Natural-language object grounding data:
=== Begin Enclosure ===

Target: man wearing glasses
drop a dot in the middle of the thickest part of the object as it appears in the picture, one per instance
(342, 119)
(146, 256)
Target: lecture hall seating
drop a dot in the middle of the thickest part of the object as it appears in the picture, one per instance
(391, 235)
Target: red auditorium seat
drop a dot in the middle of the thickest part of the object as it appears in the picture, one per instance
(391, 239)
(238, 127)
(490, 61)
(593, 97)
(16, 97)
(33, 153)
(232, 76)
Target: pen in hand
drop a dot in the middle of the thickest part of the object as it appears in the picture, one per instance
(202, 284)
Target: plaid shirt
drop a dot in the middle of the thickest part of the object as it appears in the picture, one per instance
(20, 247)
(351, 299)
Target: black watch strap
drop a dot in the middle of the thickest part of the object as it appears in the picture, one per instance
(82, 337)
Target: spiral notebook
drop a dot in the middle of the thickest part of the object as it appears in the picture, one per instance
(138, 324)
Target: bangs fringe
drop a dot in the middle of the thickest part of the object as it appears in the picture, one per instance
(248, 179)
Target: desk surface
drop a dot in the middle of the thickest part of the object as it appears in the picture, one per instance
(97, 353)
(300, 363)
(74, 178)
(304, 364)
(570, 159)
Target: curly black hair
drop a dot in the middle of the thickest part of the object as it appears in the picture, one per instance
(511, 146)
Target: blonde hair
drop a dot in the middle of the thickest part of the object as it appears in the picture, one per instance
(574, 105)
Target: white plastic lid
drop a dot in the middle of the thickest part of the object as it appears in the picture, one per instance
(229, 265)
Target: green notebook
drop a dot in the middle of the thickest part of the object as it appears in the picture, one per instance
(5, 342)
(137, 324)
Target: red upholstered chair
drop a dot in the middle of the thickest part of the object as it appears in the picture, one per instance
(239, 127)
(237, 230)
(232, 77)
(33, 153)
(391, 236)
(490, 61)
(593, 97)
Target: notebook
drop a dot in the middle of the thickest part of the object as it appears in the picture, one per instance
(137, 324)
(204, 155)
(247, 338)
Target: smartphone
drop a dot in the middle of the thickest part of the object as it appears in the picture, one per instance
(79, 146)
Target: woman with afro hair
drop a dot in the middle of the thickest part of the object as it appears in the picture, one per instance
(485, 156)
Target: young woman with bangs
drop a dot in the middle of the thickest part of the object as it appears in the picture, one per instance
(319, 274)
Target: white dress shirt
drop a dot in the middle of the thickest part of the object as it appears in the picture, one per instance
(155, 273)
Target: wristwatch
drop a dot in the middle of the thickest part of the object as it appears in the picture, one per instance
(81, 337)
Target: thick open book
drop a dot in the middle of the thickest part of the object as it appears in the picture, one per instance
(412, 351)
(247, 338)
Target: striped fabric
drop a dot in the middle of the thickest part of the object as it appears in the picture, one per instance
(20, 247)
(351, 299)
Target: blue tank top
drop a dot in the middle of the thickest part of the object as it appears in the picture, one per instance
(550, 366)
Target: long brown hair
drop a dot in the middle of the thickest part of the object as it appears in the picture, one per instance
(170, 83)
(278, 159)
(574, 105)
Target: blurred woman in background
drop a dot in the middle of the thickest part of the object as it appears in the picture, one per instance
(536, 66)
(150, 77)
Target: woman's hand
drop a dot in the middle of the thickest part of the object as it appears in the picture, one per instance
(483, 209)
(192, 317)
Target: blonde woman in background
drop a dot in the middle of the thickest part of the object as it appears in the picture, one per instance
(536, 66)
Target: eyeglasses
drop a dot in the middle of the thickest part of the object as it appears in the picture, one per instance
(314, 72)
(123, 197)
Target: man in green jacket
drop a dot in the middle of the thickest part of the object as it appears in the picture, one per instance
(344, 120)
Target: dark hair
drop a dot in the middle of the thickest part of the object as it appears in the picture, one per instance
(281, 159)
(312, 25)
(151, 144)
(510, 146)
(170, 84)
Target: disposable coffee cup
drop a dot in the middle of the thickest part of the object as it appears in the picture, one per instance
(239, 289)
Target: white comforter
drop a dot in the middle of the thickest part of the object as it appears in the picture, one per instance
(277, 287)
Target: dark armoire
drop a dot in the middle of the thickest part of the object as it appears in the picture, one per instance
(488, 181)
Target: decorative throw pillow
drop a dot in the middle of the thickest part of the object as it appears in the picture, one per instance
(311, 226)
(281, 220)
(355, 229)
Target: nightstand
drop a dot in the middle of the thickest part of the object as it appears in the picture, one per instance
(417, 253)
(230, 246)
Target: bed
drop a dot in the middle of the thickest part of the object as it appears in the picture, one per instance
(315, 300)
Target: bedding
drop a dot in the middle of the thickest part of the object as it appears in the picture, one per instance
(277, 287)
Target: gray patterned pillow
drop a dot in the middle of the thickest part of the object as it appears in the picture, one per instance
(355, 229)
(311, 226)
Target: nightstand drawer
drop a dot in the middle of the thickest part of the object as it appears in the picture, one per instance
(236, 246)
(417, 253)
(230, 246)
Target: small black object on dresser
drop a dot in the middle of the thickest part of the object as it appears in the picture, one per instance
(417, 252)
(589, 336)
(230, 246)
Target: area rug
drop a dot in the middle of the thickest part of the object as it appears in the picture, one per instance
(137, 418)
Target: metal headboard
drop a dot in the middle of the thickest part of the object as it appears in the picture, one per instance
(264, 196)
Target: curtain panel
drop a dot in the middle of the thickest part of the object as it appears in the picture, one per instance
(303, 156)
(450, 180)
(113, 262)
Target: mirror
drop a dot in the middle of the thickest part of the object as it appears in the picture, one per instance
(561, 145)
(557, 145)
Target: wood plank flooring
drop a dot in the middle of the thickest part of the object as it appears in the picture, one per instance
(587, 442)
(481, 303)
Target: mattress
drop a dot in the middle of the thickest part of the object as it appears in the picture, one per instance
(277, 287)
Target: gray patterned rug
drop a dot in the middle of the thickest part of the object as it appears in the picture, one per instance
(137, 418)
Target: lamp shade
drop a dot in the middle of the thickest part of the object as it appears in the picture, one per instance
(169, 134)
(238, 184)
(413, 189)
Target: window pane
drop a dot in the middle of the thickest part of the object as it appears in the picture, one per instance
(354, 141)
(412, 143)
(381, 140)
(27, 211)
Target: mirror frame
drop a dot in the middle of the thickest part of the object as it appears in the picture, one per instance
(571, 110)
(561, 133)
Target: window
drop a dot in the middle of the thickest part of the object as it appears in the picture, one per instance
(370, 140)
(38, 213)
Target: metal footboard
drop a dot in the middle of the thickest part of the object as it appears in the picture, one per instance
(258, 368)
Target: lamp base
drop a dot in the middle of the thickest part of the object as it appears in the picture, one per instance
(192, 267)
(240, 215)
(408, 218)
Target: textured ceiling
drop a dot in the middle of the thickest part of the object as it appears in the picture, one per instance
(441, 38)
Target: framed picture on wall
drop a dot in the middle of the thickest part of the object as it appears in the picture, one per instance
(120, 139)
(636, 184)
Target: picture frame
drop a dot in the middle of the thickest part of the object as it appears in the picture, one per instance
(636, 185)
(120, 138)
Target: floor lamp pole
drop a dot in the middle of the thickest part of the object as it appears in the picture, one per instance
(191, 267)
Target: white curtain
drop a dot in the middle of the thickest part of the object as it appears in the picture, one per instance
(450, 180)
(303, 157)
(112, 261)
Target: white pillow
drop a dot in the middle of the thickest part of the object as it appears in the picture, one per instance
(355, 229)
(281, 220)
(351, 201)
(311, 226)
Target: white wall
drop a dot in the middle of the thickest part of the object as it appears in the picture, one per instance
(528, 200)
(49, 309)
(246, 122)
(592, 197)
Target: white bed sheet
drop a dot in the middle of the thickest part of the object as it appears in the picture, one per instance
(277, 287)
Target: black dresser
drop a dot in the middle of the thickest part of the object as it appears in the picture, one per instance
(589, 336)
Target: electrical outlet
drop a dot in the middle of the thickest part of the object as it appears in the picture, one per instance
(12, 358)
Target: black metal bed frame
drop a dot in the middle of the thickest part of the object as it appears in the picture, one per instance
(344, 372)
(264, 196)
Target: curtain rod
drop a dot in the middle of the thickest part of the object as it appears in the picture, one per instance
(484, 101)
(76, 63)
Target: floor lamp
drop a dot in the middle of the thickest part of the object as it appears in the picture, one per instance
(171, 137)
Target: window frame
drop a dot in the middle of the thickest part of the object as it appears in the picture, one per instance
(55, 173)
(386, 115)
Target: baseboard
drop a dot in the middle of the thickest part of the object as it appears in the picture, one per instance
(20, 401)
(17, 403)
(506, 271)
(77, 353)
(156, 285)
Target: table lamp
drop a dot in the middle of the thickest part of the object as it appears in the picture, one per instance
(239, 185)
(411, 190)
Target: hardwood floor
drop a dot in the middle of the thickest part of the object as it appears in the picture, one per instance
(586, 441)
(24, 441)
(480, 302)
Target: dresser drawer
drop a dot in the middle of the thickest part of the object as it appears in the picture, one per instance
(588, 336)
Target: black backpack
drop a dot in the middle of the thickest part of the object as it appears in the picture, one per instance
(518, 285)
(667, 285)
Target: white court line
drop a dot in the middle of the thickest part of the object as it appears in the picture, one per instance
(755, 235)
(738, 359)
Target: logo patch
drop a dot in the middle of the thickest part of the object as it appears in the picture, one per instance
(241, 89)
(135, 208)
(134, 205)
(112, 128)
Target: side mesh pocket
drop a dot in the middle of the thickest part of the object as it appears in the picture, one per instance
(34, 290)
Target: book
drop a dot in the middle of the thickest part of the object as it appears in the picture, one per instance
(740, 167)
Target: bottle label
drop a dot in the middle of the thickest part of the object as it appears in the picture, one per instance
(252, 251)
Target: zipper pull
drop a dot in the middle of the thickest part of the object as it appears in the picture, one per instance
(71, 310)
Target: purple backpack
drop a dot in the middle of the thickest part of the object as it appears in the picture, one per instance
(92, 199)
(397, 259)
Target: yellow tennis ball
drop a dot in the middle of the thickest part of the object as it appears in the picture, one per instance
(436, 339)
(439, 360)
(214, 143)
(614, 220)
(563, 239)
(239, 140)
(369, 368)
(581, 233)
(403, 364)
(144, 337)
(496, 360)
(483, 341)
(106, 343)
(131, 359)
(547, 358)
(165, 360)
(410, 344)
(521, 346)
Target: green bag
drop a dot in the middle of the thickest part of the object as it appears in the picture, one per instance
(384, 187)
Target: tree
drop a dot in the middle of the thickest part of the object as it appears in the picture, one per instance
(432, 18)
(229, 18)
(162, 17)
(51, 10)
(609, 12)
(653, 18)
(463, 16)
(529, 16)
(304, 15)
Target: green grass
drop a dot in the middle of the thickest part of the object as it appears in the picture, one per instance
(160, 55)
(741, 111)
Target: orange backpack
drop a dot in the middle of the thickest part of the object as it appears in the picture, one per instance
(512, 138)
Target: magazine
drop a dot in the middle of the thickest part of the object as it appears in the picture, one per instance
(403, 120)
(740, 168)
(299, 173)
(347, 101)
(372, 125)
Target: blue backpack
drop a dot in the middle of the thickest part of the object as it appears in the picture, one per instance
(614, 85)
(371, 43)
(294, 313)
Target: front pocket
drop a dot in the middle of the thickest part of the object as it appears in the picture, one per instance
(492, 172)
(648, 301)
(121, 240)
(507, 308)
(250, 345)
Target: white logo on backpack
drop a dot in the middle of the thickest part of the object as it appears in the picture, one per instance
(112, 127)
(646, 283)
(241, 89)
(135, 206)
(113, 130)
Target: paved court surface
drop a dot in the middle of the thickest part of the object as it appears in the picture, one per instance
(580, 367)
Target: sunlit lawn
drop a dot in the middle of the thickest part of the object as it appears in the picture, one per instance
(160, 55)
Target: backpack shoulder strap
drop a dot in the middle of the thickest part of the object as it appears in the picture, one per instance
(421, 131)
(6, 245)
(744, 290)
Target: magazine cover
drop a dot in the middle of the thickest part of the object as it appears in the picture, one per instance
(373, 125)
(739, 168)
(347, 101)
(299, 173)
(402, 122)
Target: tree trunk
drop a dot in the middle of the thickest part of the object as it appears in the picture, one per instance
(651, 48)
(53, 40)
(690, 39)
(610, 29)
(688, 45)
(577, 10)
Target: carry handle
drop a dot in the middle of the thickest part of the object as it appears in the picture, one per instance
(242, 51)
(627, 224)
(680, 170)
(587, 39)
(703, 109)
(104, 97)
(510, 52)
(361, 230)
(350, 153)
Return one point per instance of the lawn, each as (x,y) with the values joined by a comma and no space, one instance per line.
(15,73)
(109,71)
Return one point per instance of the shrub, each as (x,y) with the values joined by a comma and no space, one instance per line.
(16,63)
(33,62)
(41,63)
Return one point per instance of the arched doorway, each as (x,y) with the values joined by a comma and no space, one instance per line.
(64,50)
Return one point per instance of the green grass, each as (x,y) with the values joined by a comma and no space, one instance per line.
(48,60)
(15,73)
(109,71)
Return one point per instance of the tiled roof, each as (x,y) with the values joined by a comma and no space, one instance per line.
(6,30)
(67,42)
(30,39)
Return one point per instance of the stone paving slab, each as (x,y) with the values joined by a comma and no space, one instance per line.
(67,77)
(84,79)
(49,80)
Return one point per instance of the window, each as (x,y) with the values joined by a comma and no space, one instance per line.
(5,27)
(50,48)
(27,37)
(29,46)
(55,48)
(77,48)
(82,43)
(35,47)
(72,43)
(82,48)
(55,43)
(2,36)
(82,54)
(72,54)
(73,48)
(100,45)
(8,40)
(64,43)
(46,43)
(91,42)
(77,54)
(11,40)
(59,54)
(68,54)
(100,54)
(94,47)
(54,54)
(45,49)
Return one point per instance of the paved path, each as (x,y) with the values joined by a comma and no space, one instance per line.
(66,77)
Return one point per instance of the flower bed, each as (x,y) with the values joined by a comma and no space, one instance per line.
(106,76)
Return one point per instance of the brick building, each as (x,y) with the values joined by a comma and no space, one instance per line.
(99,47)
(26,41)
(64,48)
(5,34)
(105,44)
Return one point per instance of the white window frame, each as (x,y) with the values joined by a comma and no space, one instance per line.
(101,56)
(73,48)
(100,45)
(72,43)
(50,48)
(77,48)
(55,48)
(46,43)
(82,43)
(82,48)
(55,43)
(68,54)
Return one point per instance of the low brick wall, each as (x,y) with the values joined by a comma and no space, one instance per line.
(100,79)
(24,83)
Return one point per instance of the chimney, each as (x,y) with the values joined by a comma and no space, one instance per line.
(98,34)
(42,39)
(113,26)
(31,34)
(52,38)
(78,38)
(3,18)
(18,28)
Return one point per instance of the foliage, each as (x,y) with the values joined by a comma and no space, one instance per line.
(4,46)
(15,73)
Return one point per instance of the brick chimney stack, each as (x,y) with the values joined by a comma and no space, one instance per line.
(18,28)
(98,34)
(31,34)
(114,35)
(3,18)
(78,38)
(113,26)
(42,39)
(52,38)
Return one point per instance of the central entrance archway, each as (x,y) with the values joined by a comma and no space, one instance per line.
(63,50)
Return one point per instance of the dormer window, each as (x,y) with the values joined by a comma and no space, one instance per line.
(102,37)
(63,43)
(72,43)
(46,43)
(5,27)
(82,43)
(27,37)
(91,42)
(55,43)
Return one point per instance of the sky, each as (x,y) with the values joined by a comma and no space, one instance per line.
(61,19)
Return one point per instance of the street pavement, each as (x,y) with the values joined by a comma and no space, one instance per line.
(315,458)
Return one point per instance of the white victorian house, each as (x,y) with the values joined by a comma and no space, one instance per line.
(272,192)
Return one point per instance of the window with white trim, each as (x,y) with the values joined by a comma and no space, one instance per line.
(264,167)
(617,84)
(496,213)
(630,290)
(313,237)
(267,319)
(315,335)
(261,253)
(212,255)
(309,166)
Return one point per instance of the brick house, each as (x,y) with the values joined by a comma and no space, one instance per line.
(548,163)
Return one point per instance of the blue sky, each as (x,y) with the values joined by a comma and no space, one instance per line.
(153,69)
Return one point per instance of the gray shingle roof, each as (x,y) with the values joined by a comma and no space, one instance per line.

=== End Enclosure ===

Transcribe each line of the data above, unaltered, from the one where "Target: metal footboard" appears to the one where "Target: floor lamp pole" appears, inclusive of both.

Target: metal footboard
drop a dot in the middle of the thickest part of the object as it appears in the picture, one per instance
(258, 368)
Target: lamp base
drop a dot in the middle of the thickest part of the object as it appears in the picture, one per instance
(192, 267)
(240, 215)
(408, 218)
Target: textured ceiling
drop a dot in the middle of the thickest part of the object as it appears in the picture, one per instance
(441, 38)
Target: framed picture on wall
drop a dot in the middle of the thickest part of the object as it appears in the picture, one per instance
(120, 139)
(636, 184)
Target: picture frame
drop a dot in the middle of the thickest part of the object as it appears in the picture, one per instance
(636, 185)
(120, 138)
Target: floor lamp pole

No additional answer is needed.